● **What this task involves**:
Write out, exactly as they appear, only the lines running from the line with "Note to the class: locate the man in" to the final line of the listing; include both.

(Records excerpted from a collection)
▶
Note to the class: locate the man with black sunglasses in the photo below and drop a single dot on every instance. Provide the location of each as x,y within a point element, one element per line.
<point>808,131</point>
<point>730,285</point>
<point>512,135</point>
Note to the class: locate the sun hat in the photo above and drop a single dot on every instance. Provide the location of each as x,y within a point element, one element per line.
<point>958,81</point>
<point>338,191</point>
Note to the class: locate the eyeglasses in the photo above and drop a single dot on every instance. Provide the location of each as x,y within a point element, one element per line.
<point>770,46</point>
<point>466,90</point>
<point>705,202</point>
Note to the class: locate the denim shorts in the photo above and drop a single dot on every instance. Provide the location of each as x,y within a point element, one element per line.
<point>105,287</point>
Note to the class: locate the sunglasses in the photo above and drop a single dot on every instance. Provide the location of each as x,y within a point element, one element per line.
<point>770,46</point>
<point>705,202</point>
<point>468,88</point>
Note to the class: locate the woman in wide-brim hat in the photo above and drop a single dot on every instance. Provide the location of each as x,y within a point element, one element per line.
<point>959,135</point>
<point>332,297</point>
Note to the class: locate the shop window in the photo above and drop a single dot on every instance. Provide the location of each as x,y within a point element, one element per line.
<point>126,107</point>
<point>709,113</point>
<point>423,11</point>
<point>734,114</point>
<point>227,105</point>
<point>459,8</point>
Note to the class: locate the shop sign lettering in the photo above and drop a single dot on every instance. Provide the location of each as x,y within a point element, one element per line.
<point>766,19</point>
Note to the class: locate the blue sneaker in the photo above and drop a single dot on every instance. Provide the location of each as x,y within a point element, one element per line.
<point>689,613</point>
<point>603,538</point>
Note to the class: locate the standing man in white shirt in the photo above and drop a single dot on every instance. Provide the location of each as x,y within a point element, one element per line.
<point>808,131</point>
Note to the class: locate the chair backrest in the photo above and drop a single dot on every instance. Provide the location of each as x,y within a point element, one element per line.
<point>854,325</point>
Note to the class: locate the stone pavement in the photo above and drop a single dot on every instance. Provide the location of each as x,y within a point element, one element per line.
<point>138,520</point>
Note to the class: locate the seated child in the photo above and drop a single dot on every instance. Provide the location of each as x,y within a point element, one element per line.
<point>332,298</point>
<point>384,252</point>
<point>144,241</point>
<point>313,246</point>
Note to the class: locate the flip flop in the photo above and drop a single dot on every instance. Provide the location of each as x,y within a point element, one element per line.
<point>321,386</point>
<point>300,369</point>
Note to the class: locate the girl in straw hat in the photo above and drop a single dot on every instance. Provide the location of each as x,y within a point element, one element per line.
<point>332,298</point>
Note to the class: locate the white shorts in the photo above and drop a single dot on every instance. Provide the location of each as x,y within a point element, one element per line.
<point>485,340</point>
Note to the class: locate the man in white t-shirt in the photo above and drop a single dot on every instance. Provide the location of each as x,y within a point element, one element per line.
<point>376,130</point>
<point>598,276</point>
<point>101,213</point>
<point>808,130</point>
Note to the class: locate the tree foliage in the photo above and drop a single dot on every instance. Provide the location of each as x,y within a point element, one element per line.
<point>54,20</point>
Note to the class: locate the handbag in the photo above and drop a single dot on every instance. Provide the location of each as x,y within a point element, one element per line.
◀
● **Written answer**:
Note to the class: locate the man in white t-shirt in the photo above and drop a single dot on every instance. Provide the location of each as x,y within a point element, one element per line.
<point>376,130</point>
<point>598,276</point>
<point>101,213</point>
<point>808,130</point>
Note to the class: locate the tree foliage in the photo above and drop a single dot on every instance. Provide the location of each as x,y within a point element, one element per line.
<point>54,20</point>
Note to the class: locate the handbag in the photo above and drop a single dot on every instance. Provide the location of each as x,y within a point element, one element per line.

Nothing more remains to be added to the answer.